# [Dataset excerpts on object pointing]
^^^^

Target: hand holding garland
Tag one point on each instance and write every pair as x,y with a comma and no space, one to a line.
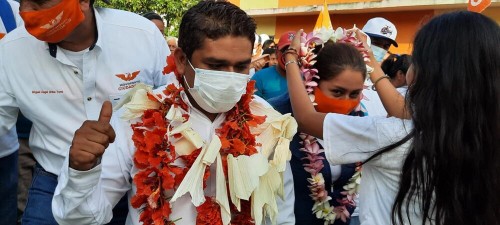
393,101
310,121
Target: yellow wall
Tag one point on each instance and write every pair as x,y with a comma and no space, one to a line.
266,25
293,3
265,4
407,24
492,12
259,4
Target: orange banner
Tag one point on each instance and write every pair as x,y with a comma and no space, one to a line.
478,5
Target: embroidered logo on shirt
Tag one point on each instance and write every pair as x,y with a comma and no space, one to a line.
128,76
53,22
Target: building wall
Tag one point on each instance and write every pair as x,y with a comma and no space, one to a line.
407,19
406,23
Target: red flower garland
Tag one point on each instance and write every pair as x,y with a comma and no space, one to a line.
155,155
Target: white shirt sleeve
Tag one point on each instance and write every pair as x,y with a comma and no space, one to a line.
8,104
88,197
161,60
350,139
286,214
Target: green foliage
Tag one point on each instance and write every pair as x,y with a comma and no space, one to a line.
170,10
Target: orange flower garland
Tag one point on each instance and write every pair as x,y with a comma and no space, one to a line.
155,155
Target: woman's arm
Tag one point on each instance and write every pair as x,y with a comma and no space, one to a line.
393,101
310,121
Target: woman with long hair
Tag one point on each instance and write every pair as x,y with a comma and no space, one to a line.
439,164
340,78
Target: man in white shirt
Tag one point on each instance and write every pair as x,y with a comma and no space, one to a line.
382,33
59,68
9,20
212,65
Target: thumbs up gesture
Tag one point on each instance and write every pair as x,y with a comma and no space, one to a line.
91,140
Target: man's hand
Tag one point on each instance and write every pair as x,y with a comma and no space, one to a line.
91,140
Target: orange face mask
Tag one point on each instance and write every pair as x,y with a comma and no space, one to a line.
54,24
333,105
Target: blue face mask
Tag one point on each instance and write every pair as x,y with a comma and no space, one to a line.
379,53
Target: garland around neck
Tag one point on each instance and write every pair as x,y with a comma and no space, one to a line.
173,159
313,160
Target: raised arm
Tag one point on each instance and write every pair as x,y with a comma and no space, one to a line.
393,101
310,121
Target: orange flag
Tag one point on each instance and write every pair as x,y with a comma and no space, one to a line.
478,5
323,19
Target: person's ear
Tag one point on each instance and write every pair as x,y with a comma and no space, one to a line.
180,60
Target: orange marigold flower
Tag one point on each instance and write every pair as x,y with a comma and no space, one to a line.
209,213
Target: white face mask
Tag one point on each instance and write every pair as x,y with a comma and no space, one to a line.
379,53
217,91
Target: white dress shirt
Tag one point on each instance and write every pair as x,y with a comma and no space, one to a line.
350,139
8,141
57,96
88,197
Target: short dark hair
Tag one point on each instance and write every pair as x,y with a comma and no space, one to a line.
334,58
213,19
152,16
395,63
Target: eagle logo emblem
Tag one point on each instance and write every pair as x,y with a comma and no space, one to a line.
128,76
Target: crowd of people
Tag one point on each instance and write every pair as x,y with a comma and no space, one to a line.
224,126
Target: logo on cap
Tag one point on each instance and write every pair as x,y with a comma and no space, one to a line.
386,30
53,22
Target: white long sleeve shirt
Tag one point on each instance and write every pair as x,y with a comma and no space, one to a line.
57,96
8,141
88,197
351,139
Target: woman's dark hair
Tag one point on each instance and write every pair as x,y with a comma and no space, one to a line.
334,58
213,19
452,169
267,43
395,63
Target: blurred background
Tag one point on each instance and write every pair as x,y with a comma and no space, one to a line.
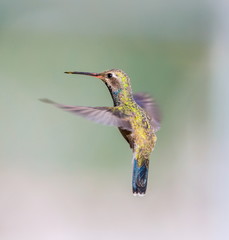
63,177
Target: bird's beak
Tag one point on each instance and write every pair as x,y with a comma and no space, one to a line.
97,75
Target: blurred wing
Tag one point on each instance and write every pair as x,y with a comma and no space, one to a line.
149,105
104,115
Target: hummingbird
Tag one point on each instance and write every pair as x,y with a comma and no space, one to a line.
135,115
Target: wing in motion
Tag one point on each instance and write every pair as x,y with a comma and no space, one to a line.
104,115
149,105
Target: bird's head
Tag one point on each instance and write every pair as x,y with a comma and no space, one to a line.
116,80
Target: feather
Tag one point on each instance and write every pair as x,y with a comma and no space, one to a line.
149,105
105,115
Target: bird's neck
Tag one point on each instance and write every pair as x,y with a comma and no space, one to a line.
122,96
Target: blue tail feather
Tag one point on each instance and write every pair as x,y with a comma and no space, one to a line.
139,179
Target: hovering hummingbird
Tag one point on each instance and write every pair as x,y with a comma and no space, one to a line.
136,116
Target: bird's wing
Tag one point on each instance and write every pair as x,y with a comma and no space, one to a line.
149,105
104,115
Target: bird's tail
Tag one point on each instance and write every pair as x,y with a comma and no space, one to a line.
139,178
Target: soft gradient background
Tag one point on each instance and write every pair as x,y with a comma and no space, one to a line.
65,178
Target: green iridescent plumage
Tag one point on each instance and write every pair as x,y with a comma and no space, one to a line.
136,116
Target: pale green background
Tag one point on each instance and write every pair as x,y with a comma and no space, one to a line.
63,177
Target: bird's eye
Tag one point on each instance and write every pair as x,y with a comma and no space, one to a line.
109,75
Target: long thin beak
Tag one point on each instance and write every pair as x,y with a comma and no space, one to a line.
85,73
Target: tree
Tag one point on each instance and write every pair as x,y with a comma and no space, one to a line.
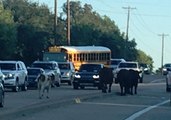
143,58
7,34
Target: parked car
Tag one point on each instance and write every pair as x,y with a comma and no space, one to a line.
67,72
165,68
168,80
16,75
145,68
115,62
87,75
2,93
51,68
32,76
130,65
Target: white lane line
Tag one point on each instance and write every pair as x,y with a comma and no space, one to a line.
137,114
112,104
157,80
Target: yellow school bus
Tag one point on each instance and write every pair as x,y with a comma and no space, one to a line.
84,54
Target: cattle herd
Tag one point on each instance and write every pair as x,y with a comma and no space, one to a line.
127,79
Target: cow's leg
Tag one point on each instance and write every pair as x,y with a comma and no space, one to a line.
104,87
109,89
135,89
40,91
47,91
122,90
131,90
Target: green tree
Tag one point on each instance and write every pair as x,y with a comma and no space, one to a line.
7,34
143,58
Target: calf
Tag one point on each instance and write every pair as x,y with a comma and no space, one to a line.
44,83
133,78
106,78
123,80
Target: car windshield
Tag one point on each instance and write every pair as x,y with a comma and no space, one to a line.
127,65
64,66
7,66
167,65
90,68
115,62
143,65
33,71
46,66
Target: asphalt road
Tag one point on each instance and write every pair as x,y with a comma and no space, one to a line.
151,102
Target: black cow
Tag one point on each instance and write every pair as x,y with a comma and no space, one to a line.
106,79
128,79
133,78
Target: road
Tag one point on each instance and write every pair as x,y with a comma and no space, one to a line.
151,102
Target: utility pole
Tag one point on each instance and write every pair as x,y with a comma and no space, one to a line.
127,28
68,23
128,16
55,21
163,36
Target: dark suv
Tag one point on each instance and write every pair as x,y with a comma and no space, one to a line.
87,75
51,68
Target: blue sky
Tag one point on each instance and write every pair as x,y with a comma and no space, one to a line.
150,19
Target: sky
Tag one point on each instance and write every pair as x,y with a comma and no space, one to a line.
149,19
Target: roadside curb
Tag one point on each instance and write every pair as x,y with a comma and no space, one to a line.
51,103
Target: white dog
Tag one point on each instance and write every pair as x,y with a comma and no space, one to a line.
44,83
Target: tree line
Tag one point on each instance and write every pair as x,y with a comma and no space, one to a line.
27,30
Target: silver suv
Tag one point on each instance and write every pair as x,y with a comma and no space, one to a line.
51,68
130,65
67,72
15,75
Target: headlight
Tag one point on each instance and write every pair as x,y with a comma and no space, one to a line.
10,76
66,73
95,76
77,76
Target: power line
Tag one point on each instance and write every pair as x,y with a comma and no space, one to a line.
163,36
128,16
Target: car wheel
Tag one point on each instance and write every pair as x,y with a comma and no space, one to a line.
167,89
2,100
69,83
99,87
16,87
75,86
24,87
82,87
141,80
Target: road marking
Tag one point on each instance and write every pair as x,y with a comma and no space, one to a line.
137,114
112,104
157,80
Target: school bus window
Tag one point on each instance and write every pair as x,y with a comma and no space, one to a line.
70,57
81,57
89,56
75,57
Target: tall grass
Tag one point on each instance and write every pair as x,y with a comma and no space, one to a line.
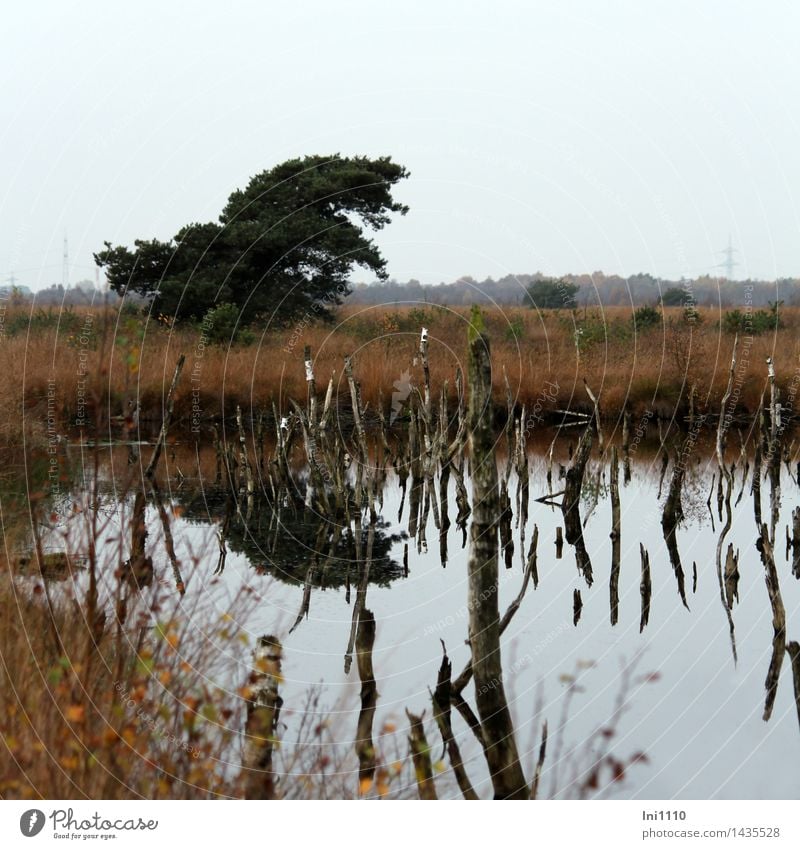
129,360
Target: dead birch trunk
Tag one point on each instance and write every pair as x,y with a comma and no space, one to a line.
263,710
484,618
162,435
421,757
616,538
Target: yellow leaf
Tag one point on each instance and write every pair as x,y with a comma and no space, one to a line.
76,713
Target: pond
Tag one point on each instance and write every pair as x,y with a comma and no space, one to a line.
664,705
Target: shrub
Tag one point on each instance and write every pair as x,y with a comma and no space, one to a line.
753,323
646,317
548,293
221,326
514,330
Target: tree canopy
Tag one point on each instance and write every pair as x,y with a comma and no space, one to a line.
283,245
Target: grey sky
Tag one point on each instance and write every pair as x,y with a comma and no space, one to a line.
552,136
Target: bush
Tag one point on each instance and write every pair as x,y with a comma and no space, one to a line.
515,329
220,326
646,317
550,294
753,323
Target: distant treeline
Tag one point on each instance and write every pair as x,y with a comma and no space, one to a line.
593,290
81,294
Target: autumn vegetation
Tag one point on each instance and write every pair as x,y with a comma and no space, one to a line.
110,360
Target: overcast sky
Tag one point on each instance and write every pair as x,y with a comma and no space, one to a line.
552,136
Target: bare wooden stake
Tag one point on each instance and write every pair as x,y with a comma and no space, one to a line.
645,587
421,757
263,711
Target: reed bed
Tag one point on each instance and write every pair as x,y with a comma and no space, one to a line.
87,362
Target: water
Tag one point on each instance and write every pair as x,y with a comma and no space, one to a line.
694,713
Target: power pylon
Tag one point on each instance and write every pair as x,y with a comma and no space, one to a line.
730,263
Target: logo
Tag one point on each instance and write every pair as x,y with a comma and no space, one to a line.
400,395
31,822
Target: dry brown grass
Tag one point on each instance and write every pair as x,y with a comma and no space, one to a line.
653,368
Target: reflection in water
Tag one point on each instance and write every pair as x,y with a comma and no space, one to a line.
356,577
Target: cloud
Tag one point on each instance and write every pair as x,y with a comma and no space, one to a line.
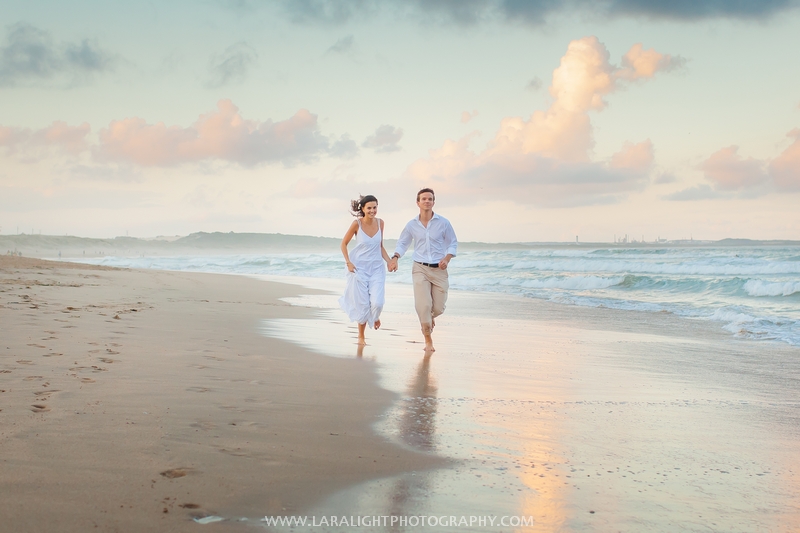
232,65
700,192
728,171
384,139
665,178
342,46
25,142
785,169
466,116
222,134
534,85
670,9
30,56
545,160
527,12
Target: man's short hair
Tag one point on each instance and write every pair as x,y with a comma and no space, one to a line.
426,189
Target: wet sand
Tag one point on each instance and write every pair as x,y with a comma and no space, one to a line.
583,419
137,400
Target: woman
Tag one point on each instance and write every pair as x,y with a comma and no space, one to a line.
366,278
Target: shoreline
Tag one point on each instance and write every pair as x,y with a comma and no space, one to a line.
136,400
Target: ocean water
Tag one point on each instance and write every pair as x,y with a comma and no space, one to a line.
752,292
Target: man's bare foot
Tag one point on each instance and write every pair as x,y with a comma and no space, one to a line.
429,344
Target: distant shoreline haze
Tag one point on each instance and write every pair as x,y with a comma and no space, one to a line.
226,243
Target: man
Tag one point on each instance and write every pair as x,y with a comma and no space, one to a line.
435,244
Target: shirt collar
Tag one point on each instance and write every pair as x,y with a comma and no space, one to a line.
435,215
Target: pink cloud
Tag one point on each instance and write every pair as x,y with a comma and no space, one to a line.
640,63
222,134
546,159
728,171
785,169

^^^^

# [Problem statement]
Beginning at the line containing "Target: ocean water", repeat each line exactly through the last line of the entries, and include no other lines.

# [Answer to the problem]
Target: ocean water
Tag one point on each instance and write every pair as x,y with a comma and no space, one to a line.
752,292
Target: man's bare foot
Tag one point on each instance and write every pair as x,y with a comma and no space, one to a line.
429,344
Target: distant shoreline haze
Tag one point on each instance and write every pair as x,y with a comma and no space, one to a line.
226,243
Target: man
Tag one point on each instance and write every pair as x,y with a comma and no space, one to a line.
435,244
Target: shirt collar
Tag one point on each instance and write every pair as x,y with a comma and no space, one to a line.
435,215
Target: pink cloud
Tag one point on each instance and write every pair as x,y with a comma and no space, one to a line.
640,63
222,134
546,159
728,171
785,169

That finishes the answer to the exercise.